What is needed: Please reproduce each line of the data below as it stands.

Phrase grounding data:
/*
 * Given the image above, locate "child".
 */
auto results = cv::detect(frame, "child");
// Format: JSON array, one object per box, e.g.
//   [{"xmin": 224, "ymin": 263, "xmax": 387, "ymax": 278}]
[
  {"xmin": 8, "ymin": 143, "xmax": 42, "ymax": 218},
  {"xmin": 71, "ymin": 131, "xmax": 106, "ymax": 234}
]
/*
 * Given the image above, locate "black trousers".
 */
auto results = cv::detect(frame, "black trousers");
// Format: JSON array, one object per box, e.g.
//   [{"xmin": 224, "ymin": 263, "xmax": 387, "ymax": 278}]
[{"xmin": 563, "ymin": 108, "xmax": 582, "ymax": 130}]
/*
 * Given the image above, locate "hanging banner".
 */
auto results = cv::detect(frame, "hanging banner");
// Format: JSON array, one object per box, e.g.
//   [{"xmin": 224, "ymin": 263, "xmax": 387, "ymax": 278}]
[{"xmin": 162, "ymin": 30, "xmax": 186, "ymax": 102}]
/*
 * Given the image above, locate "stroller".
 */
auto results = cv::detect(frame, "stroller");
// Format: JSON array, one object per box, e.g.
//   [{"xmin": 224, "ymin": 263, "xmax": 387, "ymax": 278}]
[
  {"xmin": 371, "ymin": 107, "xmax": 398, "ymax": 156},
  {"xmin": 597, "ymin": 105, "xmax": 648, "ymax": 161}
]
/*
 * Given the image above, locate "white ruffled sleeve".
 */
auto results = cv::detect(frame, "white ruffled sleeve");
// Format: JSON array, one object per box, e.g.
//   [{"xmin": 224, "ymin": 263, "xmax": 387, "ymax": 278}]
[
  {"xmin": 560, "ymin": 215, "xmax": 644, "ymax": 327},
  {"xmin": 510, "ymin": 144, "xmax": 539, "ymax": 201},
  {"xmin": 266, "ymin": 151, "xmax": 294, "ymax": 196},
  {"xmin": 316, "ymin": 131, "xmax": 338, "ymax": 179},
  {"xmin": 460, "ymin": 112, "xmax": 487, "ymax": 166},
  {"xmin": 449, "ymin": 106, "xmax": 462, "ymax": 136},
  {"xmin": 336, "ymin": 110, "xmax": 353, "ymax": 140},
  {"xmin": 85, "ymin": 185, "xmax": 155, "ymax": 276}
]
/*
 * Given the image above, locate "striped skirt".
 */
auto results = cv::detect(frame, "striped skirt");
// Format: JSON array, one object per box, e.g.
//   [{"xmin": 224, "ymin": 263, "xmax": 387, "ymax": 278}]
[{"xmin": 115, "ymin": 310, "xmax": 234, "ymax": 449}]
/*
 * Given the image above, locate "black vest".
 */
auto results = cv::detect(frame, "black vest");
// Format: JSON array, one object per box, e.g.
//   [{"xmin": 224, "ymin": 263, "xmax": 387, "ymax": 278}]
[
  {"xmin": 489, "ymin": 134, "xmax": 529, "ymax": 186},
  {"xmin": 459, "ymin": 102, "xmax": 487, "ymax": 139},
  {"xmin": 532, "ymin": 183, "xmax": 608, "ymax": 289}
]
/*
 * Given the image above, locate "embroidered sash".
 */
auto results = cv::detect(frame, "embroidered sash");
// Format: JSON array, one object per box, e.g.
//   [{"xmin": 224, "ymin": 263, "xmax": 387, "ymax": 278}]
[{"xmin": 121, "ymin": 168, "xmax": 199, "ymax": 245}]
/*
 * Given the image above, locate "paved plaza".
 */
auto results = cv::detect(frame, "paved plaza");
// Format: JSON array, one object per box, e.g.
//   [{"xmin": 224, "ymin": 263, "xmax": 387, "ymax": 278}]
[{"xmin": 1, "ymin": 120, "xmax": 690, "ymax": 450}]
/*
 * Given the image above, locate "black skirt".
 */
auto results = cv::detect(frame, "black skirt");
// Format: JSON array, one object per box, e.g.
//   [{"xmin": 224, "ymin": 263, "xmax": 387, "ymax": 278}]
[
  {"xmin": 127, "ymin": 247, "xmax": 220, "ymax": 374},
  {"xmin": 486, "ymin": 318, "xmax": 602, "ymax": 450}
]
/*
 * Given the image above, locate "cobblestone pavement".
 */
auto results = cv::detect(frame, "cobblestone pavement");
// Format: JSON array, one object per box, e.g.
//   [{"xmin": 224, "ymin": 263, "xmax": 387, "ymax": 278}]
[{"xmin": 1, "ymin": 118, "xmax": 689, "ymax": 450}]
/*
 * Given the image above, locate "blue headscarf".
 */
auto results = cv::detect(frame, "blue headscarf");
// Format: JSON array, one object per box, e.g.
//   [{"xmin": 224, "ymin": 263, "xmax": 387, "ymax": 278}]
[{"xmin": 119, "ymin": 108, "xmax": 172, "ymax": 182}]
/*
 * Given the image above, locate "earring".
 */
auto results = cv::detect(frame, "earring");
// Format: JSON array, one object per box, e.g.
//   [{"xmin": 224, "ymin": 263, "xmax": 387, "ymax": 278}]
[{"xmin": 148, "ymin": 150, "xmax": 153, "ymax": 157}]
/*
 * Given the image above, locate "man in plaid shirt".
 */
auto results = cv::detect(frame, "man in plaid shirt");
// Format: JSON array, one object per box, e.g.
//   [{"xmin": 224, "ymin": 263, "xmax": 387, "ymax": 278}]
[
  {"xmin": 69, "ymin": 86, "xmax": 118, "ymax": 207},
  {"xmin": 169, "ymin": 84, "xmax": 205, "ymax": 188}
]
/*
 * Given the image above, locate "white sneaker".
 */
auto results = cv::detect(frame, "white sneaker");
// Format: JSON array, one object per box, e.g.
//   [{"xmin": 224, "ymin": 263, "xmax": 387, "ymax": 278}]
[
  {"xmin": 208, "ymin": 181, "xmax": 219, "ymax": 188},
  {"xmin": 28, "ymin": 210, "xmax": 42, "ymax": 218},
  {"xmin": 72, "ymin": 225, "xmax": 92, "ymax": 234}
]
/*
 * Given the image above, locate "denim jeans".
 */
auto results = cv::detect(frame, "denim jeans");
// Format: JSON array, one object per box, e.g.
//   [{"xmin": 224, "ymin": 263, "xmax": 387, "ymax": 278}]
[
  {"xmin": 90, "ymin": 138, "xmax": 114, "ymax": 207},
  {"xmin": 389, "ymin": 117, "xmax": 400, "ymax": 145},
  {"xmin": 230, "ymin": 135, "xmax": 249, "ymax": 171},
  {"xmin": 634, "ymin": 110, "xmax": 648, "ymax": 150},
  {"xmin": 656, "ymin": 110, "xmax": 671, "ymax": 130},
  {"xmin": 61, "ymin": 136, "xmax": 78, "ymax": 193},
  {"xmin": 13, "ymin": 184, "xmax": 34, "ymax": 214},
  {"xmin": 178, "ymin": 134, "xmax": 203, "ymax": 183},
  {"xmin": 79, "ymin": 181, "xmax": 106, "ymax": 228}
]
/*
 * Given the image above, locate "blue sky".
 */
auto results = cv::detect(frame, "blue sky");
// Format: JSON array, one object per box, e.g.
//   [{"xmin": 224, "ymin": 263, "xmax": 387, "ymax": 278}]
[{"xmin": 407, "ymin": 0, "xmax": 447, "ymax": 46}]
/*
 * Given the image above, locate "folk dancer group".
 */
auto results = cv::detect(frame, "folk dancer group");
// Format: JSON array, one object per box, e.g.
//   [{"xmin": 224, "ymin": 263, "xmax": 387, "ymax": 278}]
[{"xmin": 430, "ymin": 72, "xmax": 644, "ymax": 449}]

Response below:
/*
 * Given the image above, locate "child".
 */
auto results = cv::detect(frame, "child");
// Format: JSON array, one object per box, e.g.
//   [{"xmin": 224, "ymin": 263, "xmax": 387, "ymax": 278}]
[
  {"xmin": 8, "ymin": 143, "xmax": 42, "ymax": 218},
  {"xmin": 71, "ymin": 131, "xmax": 106, "ymax": 234}
]
/*
 * Given the image above, locate "black trousers".
 */
auto results = cv::detect(frame, "black trousers");
// Format: JSON array, one object per box, e.g.
//   [{"xmin": 224, "ymin": 263, "xmax": 387, "ymax": 278}]
[{"xmin": 563, "ymin": 108, "xmax": 582, "ymax": 130}]
/*
 * Given the image above, locate "hanging banner".
 */
auto results = cv::detect(frame, "hanging banner");
// Format: JSON array, one object per box, e.g.
//   [{"xmin": 224, "ymin": 263, "xmax": 387, "ymax": 278}]
[{"xmin": 162, "ymin": 30, "xmax": 186, "ymax": 102}]
/*
 * Given the image above, locate "stroller".
 */
auto results = cv::detect(frame, "stroller");
// Format: JSON array, one object per box, e.g.
//   [{"xmin": 224, "ymin": 263, "xmax": 387, "ymax": 278}]
[
  {"xmin": 371, "ymin": 107, "xmax": 398, "ymax": 156},
  {"xmin": 597, "ymin": 105, "xmax": 648, "ymax": 161}
]
/*
 * Given the image above, locate "white ruffled sleeve".
 */
auto results = cv::detect(frame, "white ruffled sleeve");
// Format: JSON array, one object per box, e.g.
//   [{"xmin": 224, "ymin": 263, "xmax": 387, "ymax": 278}]
[
  {"xmin": 560, "ymin": 215, "xmax": 644, "ymax": 327},
  {"xmin": 510, "ymin": 144, "xmax": 539, "ymax": 201},
  {"xmin": 266, "ymin": 151, "xmax": 294, "ymax": 196},
  {"xmin": 316, "ymin": 131, "xmax": 338, "ymax": 179},
  {"xmin": 460, "ymin": 112, "xmax": 487, "ymax": 166},
  {"xmin": 449, "ymin": 106, "xmax": 462, "ymax": 136},
  {"xmin": 336, "ymin": 110, "xmax": 353, "ymax": 140},
  {"xmin": 85, "ymin": 185, "xmax": 155, "ymax": 276}
]
/*
 * Given the image above, locate "striped skirt".
 */
auto results = cv::detect(frame, "striped skirt");
// Format: JSON array, one object per box, e.g.
//   [{"xmin": 224, "ymin": 263, "xmax": 387, "ymax": 278}]
[{"xmin": 115, "ymin": 310, "xmax": 234, "ymax": 449}]
/*
 * Given the image above, locate "black vest".
 */
auto results = cv::detect(frame, "black vest");
// Format: JSON array, one object per box, e.g.
//   [{"xmin": 224, "ymin": 263, "xmax": 387, "ymax": 278}]
[
  {"xmin": 489, "ymin": 134, "xmax": 529, "ymax": 186},
  {"xmin": 459, "ymin": 102, "xmax": 487, "ymax": 139},
  {"xmin": 532, "ymin": 183, "xmax": 608, "ymax": 289}
]
/*
 * Given the image above, locate "embroidered sash".
 */
auto results = cv::detect(frame, "embroidered sash");
// Format: JSON array, one object per box, e.g.
//   [{"xmin": 224, "ymin": 263, "xmax": 387, "ymax": 278}]
[{"xmin": 121, "ymin": 168, "xmax": 199, "ymax": 245}]
/*
 * Given the image above, locate "paved plaza".
 */
auto results = cv::detect(frame, "paved plaza");
// Format: JSON array, one object per box, e.g.
//   [{"xmin": 224, "ymin": 263, "xmax": 387, "ymax": 278}]
[{"xmin": 1, "ymin": 120, "xmax": 690, "ymax": 450}]
/*
 * Given the image above, locate "black skirt".
 */
auto results = cv::detect(frame, "black skirt");
// Format: JSON array, one object per box, e.g.
//   [{"xmin": 224, "ymin": 263, "xmax": 387, "ymax": 278}]
[
  {"xmin": 127, "ymin": 247, "xmax": 220, "ymax": 374},
  {"xmin": 486, "ymin": 318, "xmax": 602, "ymax": 450}
]
/*
 * Given the image above, locate "cobblestone pavement".
 */
auto results = cv::detect(frame, "cobblestone pavement");
// Format: JSON array, one object per box, e.g.
//   [{"xmin": 224, "ymin": 263, "xmax": 387, "ymax": 278}]
[{"xmin": 1, "ymin": 118, "xmax": 689, "ymax": 450}]
/*
 * Given the image above, locate "blue headscarf".
 */
auto results = cv::detect(frame, "blue headscarf");
// Format: JSON array, one object per box, e.g.
//   [{"xmin": 224, "ymin": 263, "xmax": 387, "ymax": 278}]
[{"xmin": 119, "ymin": 108, "xmax": 172, "ymax": 182}]
/*
 * Given the image above, locate "earring".
 */
auto results = cv::detect(frame, "earring");
// Format: JSON array, one object per box, e.g.
//   [{"xmin": 224, "ymin": 263, "xmax": 387, "ymax": 278}]
[{"xmin": 148, "ymin": 150, "xmax": 153, "ymax": 157}]
/*
 * Given the image above, locate "man in plaid shirt".
 */
auto results = cv::detect(frame, "man in plaid shirt");
// Format: JSON array, one object per box, e.g.
//   [{"xmin": 224, "ymin": 263, "xmax": 387, "ymax": 278}]
[
  {"xmin": 69, "ymin": 86, "xmax": 118, "ymax": 207},
  {"xmin": 169, "ymin": 84, "xmax": 205, "ymax": 188}
]
/*
 * Given the image above, locate "white sneaker".
 */
auto results = cv::detect(frame, "white sneaker");
// Format: JSON array, one object per box, e.g.
//   [{"xmin": 224, "ymin": 263, "xmax": 387, "ymax": 278}]
[
  {"xmin": 208, "ymin": 181, "xmax": 219, "ymax": 188},
  {"xmin": 28, "ymin": 210, "xmax": 42, "ymax": 218},
  {"xmin": 72, "ymin": 225, "xmax": 92, "ymax": 234}
]
/*
 * Given the image above, locate "denim jeans".
 */
auto results = cv::detect(frame, "denim jeans");
// Format: JSON array, one object per box, e.g.
//   [{"xmin": 224, "ymin": 263, "xmax": 387, "ymax": 278}]
[
  {"xmin": 90, "ymin": 138, "xmax": 114, "ymax": 207},
  {"xmin": 389, "ymin": 117, "xmax": 400, "ymax": 145},
  {"xmin": 230, "ymin": 135, "xmax": 249, "ymax": 171},
  {"xmin": 634, "ymin": 110, "xmax": 648, "ymax": 150},
  {"xmin": 656, "ymin": 110, "xmax": 671, "ymax": 130},
  {"xmin": 61, "ymin": 136, "xmax": 78, "ymax": 193},
  {"xmin": 13, "ymin": 184, "xmax": 34, "ymax": 214},
  {"xmin": 178, "ymin": 134, "xmax": 203, "ymax": 183},
  {"xmin": 79, "ymin": 181, "xmax": 106, "ymax": 228}
]
/*
 * Given the image above, locate "blue sky".
 */
auto results = cv::detect(frame, "blue sky");
// Format: JSON array, one object per box, e.g.
//   [{"xmin": 224, "ymin": 263, "xmax": 387, "ymax": 278}]
[{"xmin": 407, "ymin": 0, "xmax": 447, "ymax": 46}]
/*
 * Given the image above, locate "folk dancer group".
 */
auto results = cv::detect(frame, "folk dancer group");
// Format: JSON array, one object per box, e.g.
//   [{"xmin": 224, "ymin": 263, "xmax": 387, "ymax": 278}]
[{"xmin": 430, "ymin": 72, "xmax": 644, "ymax": 449}]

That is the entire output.